- _ACTION ITEM_
Output the data unchanged and complete, minus the images.

[Natural language region descriptions]
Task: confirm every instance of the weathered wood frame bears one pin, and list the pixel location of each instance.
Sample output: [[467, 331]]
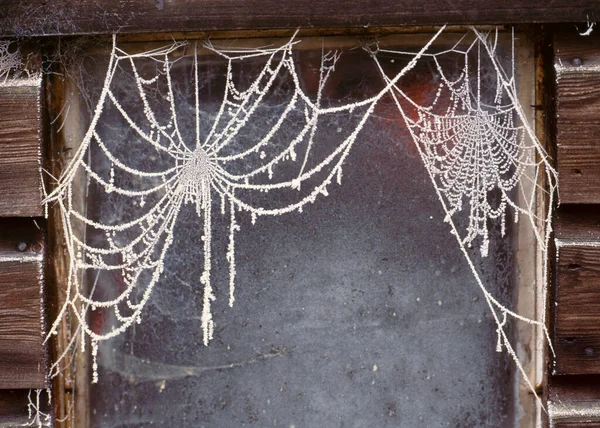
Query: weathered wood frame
[[571, 123]]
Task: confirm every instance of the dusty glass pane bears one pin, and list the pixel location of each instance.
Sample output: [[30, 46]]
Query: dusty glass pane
[[358, 312]]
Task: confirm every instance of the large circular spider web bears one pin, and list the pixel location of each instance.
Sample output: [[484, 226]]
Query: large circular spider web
[[471, 148]]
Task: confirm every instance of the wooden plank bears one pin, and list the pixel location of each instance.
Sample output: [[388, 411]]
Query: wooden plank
[[576, 327], [13, 407], [574, 401], [20, 178], [22, 354], [62, 17], [577, 64]]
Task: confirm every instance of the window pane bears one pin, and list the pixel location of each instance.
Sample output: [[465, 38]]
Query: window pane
[[359, 311]]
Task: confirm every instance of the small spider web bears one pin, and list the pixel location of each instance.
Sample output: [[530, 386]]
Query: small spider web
[[482, 156]]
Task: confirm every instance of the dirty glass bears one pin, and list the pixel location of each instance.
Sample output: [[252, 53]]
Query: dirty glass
[[360, 311]]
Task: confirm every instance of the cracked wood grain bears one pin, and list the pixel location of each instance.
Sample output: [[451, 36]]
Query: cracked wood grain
[[20, 178], [62, 17], [22, 355]]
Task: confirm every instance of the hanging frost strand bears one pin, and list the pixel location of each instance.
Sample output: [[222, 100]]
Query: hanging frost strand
[[201, 173]]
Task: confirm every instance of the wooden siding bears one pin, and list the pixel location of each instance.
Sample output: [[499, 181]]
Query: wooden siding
[[22, 358], [573, 402], [63, 17], [577, 293], [574, 384], [577, 65], [20, 179]]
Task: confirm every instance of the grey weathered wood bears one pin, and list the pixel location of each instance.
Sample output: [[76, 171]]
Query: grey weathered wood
[[13, 408], [20, 123], [22, 354], [34, 17], [574, 401], [577, 64], [576, 320]]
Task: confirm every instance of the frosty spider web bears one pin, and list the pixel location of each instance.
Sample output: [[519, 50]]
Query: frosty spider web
[[471, 148], [198, 175], [482, 156]]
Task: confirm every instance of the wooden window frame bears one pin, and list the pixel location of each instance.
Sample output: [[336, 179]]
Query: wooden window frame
[[567, 101]]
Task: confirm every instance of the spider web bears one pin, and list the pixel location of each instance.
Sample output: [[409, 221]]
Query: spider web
[[482, 156], [478, 153]]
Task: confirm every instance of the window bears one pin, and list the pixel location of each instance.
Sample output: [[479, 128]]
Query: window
[[359, 310]]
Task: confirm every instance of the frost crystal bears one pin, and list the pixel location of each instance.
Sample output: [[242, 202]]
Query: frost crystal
[[478, 153], [9, 61]]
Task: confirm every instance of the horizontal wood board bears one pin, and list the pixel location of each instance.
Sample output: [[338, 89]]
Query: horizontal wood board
[[34, 17], [577, 64], [574, 401], [20, 179], [576, 306], [13, 408], [22, 354]]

- _RESPONSE TO THIS EXERCISE_
Task: confirm every instance of the weathered wood frame bears one pin, and list the pixel location of each instance.
Sample output: [[467, 331]]
Query: weathered wood frame
[[571, 123]]
Task: confirm every instance of the dusty glass pane bears one pin, and list the pixel location of each instance.
Sample output: [[30, 46]]
Query: dusty glass pane
[[358, 312]]
Task: confirm every instance of the large circular spider web bears one pin, and list the pixel location of each instance.
Sample output: [[484, 226]]
Query: large circular spider web
[[471, 148]]
Task: confirm every instance of the wooden plank bears one pin, and list the pixel location of each instance.
Sample output: [[388, 411]]
Query: wooden plank
[[576, 327], [13, 407], [574, 401], [20, 178], [22, 354], [62, 17], [577, 64]]
Task: confirm every instance of the window pane bears one pin, and list the pixel location of each instance.
Sample output: [[465, 38]]
Query: window pane
[[359, 311]]
Task: confirm every instance of the small spider web bears one pin, and list the pixel location of each instance.
Sample output: [[530, 386]]
Query: small spider web
[[482, 156]]
Task: confirm every instance of the dirty glass bears one pin, and list the pixel location of each instance.
Sample output: [[252, 53]]
Query: dirty glass
[[360, 311]]
Task: confirm every instance of the cracked wood grain bears one pin, and list the pixel location of each instance.
Sample output: [[451, 36]]
Query: cracked wood grain
[[20, 178], [62, 17], [22, 355]]
Task: confirm every instance of the hanging frost strand bears one pin, and list the pixel location of each instance.
Sample output: [[222, 100]]
Query: hanging frost strand
[[201, 173]]
Task: confirm every instance of the wooden siding bears one pin, and list the pixel location of each instance.
Sample output: [[499, 181]]
Query: wooden siding
[[22, 358], [573, 402], [63, 17], [577, 293], [574, 384], [577, 65], [20, 179]]
Task: confirm every instance of the grey weathered wood bears one pin, and list the pixel location of each instance.
Sample output: [[76, 171]]
Query: grey weathered wood
[[13, 408], [20, 123], [22, 354], [34, 17], [574, 401], [577, 64], [576, 320]]
Task: confirm every instance of the frosty spider web bears one pin, and list the pixel location of each instance.
Sample output: [[519, 50]]
Query: frosty spider web
[[471, 148], [198, 175], [482, 156]]
Task: confirm every instance of the wooden window frame bears one pin, and list the pixel location of each instance.
Sample output: [[336, 179]]
Query: wooden window frame
[[567, 101]]
Task: confirm every instance of the spider web bears one pin, and list the pixel location of each instance.
Sample output: [[409, 221]]
Query: spider web
[[482, 156], [478, 153]]
Task: confirm every instance of the window bears one pin, and list the pixel location of each instance.
Sample output: [[479, 128]]
Query: window
[[359, 310]]
Task: confirm every instance of the frost crystal bears one pin, and list the pixel location of each instance.
Sample output: [[242, 202]]
Query: frost crystal
[[478, 153], [9, 61]]
Task: confirm every instance of the horizontal wood board bears one pin, and list the pixel location of each instance.
Sample output: [[338, 89]]
Query: horizontal wood board
[[34, 17], [577, 64], [574, 401], [20, 179], [576, 306], [13, 408], [22, 354]]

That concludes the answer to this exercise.